# Start of Supplied records
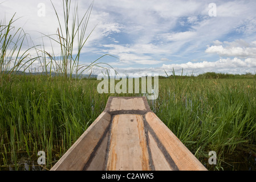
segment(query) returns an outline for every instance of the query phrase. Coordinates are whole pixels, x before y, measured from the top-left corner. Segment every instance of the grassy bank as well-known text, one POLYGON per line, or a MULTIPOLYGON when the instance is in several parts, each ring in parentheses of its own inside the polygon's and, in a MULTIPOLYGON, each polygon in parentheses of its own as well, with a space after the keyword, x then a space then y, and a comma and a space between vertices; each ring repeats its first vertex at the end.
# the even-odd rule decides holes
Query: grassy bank
MULTIPOLYGON (((159 98, 148 102, 209 169, 246 170, 249 162, 239 158, 256 154, 255 82, 160 79, 159 98), (210 151, 217 153, 217 165, 208 163, 210 151)), ((17 76, 2 84, 0 169, 23 169, 26 162, 38 166, 41 150, 50 169, 103 111, 109 96, 142 96, 99 94, 99 82, 17 76)))

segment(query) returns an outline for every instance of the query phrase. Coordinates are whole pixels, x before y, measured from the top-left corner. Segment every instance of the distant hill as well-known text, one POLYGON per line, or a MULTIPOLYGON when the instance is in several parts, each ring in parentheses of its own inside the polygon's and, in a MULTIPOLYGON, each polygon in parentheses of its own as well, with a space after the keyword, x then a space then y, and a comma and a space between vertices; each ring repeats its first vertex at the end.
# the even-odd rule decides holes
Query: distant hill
# End of Supplied records
Return all of the data above word for word, leaving out the pictures.

segment(query) returns an outline for every instance of the query phrase. Coordinates are whole pixels, x before y, measured from the top-left corner. Segment every instance of the grassy bank as well-known text, one POLYGON per line, or a MULTIPOLYGON when the instance is in several parts, each ring in parentheses of its own inside the polygon's and, in a MULTIPOLYGON, each polygon in parentheses of its own as well, with a space after the keyword, x then a space then y, and a comma and a space between vertices; each ring repeats its first vertex at the end.
# the even-odd rule decides holes
Query: grassy bank
MULTIPOLYGON (((159 98, 148 102, 209 169, 246 170, 249 162, 239 158, 256 154, 255 82, 160 79, 159 98), (210 151, 217 153, 217 165, 208 163, 210 151)), ((17 76, 2 84, 0 169, 23 169, 26 162, 38 166, 41 150, 50 169, 103 111, 109 96, 142 96, 99 94, 99 82, 17 76)))

segment(query) returns an outline for every instance of the query phrase. Coordinates are whole pixels, x before y, measured from the top-left corner. Segment every instance of the distant hill as well-known text, one POLYGON per line, or a MULTIPOLYGON when the instance is in several parts, each ring in parentheses of its own inside the polygon's and, in a MULTIPOLYGON, each polygon in parentheses of its own as well, with a space after the keyword, x then a space then y, and a comma and a space between vertices; each ring repeats its first vertex at the end.
# the even-odd rule decides holes
Query: distant hill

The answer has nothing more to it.